■ **Work to complete**: Continue the biography of art historian András Kenessei from where it stops.
── Extracted text
Hungarian art historian, writer, and journalist

András Kenessei (born 12 January 1942) is a Hungarian art historian, writer and journalist. Kenessei's articles, papers on art, and reviews have been published in journals as well as culture columns in daily papers and weekly magazines since 1964. Since 1966, he has also written literary pieces, which have appeared in literary journals such as Kortárs and Új Írás.

==Early life and education==
András Kenessei was born in Budapest in 1942, and graduated from Kölcsey Ferenc Secondary School [Kölcsey Ferenc Gimnázium] in 1960. Initially not admitted to the university, two years later he was admitted to Eötvös Loránd University [ELTE], where he studied Hungarian language and literature as well as art history at the Faculty of Arts, completing his studies in 1967.

Kenessei's articles, papers on art, and reviews have been published in journals as well as culture columns in daily papers and weekly magazines (i.e., Budapester Rundschau, Élet és Irodalom, Művészet, Népszabadság, Ország-Világ, Rakéta Regényújság, Tükör, Új Tükör) since 1964. Since 1966, he has also written literary pieces, which have regularly appeared in literary journals, such as Kortárs and Új Írás.

==Early journalism career==
Having graduated from university, Kenessei made a living as a freelance writer for several years. During that time, he interned as an editor at the publishing house Magvető Könyvkiadó and worked as a journalist for various weeklies. He later worked for the Hungarian Record Company [Magyar Hanglemezgyártó Vállalat], compiling prose recordings and jazz albums released by the record company.

Between the summer of 1977 and May 1992, Kenessei worked for the daily newspaper Magyar Hírlap as a member of the editorial team responsible for culture and foreign affairs. Starting out as a correspondent, he was later appointed to be deputy column editor and, subsequently, senior newspaper contributor. He was commissioned by the ballet director and choreographer of the Hungarian State Opera House, László Seregi, to write papers to be published in the program booklet for all three of his Shakespeare ballet productions.
────
── Extracted records
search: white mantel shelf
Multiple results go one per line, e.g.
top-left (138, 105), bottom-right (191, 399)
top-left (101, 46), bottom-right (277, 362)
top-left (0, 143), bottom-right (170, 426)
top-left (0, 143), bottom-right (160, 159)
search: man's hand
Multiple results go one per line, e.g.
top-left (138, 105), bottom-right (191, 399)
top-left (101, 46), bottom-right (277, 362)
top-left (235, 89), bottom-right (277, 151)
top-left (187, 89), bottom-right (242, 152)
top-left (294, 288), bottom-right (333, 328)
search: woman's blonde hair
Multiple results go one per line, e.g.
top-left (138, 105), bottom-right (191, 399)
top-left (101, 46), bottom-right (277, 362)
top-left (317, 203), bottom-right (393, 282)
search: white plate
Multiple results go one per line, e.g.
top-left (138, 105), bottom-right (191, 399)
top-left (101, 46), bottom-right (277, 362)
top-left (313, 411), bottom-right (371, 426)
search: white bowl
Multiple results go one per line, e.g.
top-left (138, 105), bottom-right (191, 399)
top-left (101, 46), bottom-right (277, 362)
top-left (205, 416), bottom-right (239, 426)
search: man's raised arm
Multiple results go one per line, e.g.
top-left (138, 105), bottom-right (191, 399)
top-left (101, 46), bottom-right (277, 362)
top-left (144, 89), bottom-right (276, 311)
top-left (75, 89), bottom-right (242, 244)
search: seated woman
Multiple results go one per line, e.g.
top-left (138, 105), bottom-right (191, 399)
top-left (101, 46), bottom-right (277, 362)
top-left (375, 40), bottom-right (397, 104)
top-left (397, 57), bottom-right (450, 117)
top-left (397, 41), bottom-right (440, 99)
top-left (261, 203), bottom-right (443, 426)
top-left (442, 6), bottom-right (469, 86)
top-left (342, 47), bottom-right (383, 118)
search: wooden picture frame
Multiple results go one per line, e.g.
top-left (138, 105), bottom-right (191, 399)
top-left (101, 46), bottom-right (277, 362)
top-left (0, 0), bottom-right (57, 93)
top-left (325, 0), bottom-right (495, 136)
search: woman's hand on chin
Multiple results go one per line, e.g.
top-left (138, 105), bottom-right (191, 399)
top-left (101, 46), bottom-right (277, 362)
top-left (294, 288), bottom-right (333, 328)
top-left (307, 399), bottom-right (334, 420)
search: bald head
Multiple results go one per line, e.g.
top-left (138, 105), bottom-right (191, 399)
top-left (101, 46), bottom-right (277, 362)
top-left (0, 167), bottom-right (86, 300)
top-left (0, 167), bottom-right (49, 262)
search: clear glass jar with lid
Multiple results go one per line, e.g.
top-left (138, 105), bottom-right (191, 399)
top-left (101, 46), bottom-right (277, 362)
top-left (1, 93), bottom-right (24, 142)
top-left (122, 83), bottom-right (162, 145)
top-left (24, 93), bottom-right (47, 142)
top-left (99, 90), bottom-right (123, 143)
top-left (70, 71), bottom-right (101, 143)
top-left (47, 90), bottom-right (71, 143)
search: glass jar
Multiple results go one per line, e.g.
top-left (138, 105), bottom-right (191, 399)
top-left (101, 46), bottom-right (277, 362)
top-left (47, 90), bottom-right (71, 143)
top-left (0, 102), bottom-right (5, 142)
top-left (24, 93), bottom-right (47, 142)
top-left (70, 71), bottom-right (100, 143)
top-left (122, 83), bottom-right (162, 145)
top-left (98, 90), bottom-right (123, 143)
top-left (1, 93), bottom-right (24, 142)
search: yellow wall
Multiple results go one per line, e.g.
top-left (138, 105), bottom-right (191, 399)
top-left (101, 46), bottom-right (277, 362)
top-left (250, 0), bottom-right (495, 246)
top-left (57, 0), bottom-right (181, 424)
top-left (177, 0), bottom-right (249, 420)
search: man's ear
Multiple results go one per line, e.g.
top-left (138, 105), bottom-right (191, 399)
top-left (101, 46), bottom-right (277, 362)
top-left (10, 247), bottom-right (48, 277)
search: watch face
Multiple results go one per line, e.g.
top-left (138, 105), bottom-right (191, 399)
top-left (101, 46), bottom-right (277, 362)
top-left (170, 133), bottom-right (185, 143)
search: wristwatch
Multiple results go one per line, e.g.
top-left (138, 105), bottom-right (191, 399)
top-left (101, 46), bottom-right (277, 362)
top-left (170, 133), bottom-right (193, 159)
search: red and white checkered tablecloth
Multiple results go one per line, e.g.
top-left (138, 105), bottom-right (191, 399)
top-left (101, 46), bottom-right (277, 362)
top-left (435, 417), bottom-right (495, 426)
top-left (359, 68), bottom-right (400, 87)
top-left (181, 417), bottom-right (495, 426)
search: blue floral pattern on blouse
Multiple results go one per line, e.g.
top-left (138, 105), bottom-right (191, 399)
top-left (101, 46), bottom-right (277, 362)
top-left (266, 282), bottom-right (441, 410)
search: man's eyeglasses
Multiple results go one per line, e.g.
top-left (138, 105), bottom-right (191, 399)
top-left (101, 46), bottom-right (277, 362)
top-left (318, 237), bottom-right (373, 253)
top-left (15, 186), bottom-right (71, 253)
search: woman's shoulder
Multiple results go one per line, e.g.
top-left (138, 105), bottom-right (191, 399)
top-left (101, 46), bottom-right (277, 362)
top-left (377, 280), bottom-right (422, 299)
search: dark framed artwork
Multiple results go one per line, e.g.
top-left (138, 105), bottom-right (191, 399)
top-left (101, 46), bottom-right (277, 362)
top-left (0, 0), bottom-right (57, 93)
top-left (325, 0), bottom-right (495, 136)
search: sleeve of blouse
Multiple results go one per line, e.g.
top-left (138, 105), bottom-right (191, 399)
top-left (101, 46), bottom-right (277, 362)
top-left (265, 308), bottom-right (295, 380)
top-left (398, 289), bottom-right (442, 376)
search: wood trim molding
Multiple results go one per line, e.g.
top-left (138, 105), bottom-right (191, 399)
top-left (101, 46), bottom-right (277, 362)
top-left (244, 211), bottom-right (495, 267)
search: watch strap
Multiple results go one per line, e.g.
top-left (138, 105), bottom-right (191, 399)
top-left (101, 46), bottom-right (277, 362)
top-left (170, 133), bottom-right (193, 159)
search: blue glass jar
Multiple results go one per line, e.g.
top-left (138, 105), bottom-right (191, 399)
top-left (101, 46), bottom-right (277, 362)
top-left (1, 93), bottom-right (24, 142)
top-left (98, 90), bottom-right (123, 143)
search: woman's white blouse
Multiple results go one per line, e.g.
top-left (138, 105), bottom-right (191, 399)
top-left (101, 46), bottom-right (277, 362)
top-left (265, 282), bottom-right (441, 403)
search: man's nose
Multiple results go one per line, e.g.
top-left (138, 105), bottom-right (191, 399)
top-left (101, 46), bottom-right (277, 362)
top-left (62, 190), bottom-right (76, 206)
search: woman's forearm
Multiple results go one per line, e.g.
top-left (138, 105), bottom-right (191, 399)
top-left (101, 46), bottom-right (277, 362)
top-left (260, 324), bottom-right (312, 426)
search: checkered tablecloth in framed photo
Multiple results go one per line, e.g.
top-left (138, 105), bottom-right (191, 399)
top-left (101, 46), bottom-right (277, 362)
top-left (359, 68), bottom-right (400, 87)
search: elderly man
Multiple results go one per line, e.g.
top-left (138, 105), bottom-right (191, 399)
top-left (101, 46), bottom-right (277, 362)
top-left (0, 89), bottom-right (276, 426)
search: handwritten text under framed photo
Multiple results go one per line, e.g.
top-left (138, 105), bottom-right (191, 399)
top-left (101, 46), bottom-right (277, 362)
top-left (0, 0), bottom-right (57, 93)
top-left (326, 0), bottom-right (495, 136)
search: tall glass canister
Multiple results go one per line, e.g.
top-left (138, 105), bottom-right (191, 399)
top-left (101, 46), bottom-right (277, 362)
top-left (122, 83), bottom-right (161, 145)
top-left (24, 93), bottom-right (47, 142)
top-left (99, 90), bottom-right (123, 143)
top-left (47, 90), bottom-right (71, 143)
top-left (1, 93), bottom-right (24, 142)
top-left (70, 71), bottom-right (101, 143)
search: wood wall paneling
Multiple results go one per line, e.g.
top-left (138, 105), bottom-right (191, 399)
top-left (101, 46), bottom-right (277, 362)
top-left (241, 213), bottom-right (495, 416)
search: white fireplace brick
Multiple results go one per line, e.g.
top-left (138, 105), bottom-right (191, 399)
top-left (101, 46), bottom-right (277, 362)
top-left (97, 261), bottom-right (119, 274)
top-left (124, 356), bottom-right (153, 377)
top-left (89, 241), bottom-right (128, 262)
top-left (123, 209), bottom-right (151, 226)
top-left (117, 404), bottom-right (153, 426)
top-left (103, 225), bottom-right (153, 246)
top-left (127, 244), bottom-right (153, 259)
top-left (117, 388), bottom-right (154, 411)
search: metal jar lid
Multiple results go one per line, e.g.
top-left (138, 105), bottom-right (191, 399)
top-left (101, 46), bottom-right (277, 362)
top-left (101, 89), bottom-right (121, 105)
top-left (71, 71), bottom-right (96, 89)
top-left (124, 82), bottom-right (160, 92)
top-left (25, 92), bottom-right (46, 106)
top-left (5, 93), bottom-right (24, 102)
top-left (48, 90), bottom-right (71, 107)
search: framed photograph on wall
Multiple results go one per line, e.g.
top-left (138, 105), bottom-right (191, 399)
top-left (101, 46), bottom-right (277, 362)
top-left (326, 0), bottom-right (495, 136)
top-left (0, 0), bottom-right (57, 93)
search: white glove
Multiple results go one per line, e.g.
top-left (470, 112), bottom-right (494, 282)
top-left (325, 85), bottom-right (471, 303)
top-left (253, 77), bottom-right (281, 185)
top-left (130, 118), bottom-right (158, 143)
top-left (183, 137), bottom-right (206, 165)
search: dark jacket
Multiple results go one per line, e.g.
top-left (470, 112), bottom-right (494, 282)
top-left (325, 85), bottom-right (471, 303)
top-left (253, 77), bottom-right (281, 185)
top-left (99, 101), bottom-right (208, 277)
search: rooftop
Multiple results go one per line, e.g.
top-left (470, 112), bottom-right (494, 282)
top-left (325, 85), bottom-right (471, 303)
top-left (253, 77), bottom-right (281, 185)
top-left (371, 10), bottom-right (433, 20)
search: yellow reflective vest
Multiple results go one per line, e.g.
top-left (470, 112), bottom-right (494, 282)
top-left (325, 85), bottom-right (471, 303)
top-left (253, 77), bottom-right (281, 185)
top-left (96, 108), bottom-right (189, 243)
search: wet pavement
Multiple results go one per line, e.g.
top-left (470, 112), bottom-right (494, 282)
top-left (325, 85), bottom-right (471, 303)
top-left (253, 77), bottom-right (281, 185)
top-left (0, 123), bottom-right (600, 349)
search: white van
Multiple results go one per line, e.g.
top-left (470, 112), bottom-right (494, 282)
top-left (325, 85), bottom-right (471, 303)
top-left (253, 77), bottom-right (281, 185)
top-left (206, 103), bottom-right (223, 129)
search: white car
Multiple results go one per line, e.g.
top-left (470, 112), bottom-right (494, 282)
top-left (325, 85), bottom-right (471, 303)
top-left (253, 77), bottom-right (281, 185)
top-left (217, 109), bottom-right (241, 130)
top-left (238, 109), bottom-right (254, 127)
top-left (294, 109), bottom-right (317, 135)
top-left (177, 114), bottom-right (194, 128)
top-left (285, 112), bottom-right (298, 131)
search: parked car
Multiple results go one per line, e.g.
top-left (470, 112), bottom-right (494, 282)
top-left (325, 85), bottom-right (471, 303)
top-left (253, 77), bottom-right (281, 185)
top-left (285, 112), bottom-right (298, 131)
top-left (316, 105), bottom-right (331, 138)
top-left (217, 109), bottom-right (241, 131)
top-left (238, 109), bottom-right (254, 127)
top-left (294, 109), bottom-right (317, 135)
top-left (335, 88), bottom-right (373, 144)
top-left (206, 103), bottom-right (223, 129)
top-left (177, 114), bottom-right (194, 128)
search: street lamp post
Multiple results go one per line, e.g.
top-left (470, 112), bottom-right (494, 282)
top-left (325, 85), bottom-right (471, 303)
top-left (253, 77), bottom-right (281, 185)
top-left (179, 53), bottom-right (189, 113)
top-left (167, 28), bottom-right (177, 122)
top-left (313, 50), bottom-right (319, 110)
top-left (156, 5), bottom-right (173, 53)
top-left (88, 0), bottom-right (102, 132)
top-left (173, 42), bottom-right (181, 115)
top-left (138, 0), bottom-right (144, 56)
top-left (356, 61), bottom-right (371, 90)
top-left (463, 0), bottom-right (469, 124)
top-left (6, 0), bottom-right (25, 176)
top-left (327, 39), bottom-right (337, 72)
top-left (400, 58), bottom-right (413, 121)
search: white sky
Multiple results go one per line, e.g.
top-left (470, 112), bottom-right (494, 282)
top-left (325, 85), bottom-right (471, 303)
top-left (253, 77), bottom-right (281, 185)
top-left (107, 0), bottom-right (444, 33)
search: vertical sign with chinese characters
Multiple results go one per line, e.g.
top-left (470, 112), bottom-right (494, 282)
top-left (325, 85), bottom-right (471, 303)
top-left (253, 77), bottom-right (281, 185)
────
■ **Answer section**:
The pieces written by Kenessei for Magyar Hírlap range from articles, accounts, interviews, reports, and feature pieces, to reviews on films, theatre productions, radio and television shows, concerts, books, and recordings.

==Radio and later work==

Starting in the early 1980s, Kenessei worked as a contributor on several cultural radio shows broadcast on Magyar Rádió, most notably the weekly cultural review show Láttuk, Halottuk [Seen and Heard], hosted by András Kepes. From 1986, he made numerous television news pieces as a correspondent for TV-híradó [TV News], interviewing prominent figures in the world of culture and art for the daily news program produced by Endre Aczél for Magyar Televízió.

Kenessei wrote a radio play, entitled Terézvárosi hazugság [The Lie in Terézváros District], which aired on Magyar Rádió in 1979. The television adaptation of his family saga Százezer ős [Hundreds of Thousands of Ancestors], directed by Erika Szántó, was broadcast on Magyar Televízió in 1991.

In 1989, Kenessei took up art dealing and also focused his work on it, writing numerous articles, essays, accounts, and reviews about art and art dealing for daily newspapers, such as Magyar Hírlap, Népszabadság, the business daily Világgazdaság (Zöld Újság), and various weekly magazines. The Hungarian National Federation of Retailers [Kiskereskedők Országos Szervezete – KISOSZ] invited him to hold specialized lectures on art dealing as part of the federation's first training course on art dealing, also commissioning him to write the textbook used in the course.

In 1991, Kenessei founded the art-dealing journal Műtárgy – Régiség [Artefacts – Antiquities], working as its publisher and editor until 2009, when it ceased publication. The founding of the journal coincided with the one-day conference held by Sotheby's in Budapest, which Kenessei organized at Fészek Művészklub, a renowned club for artists, in cooperation with the head of the company's Budapest office, Soraya Gräfin von Stubenberg. The conference saw six of Sotheby's department heads give presentations to Hungarian art dealers.

From 1998, Kenessei produced and hosted a television show dedicated to art dealing, entitled Licit [The Bid]. Concurrently, from 2000, he was in charge of the regular art-dealing segment of the radio show Chaplin kalapja [Chaplin's Hat], produced by János Simkó, and he also worked on the weekly show Tőzsdevilág (Stock Market World).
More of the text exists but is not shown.